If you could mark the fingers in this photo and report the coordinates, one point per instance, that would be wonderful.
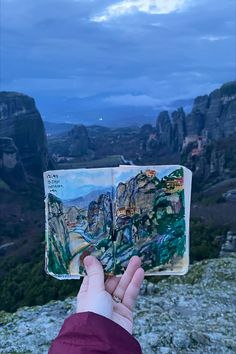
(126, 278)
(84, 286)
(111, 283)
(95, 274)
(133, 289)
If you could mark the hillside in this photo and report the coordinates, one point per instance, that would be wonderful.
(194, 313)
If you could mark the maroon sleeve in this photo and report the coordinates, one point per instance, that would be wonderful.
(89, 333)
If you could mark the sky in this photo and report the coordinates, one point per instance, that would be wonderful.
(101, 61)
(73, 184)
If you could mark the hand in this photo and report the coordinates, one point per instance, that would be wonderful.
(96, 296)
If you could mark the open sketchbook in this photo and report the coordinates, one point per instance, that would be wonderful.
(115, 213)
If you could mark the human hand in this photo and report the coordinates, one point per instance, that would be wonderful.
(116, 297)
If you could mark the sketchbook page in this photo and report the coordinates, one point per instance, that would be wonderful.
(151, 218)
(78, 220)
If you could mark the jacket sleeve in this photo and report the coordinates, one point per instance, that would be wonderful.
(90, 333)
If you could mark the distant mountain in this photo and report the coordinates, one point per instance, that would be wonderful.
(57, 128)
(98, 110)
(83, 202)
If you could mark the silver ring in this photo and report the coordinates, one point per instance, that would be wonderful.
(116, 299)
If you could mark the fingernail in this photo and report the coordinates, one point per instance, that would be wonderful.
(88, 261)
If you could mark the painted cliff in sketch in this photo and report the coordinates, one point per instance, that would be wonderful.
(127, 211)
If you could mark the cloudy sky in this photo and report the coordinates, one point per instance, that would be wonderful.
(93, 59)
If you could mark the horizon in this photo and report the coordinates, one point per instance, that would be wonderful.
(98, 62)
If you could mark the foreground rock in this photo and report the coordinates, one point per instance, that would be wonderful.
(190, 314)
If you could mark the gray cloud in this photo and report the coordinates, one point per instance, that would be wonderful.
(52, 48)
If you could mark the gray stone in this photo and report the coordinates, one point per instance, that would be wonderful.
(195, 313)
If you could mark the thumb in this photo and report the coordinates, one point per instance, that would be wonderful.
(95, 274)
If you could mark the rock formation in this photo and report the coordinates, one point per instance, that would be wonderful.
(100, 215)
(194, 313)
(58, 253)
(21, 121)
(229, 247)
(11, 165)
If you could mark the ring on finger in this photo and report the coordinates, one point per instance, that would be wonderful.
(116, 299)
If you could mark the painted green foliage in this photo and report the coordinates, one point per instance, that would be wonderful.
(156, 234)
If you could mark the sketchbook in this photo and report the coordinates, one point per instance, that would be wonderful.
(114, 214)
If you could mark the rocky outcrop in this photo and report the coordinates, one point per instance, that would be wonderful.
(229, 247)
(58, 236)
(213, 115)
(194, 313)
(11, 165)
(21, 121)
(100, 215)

##########

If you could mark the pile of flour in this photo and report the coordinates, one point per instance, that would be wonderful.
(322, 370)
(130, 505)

##########

### Task details
Count the lines in the data above that contain the string "hand" and reply with only that number.

### Solved problem
2